** INPUT FOR THIS TASK **

··········

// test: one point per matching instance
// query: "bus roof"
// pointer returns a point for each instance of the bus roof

··········

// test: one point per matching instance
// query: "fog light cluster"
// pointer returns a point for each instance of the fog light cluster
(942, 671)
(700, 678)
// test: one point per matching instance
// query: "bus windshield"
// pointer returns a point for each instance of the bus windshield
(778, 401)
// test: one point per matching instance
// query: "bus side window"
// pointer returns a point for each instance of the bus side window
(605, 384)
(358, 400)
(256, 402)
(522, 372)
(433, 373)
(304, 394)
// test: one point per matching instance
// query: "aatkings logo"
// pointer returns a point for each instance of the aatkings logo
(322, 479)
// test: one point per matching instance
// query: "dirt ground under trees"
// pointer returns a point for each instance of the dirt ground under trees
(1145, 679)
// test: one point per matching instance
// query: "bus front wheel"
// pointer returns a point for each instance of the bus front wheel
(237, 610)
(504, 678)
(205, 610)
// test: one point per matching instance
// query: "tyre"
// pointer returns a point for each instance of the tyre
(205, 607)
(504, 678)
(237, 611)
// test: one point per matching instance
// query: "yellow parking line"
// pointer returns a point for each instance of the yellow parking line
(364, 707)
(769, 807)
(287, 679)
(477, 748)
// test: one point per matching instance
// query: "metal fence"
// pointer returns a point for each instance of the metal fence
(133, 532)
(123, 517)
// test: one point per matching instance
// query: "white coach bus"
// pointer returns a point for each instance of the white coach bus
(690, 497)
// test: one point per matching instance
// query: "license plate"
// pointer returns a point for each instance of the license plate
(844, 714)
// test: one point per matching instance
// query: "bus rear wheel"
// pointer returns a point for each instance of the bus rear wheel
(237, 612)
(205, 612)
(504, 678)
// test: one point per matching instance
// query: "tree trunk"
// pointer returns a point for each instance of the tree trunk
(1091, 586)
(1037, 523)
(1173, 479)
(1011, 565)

··········

** TASK BRIEF **
Some of the data mentions "roof". Copy every line where it does.

** SOLUTION **
// query: "bus roof"
// pointer returns a point for each instance of the bus roof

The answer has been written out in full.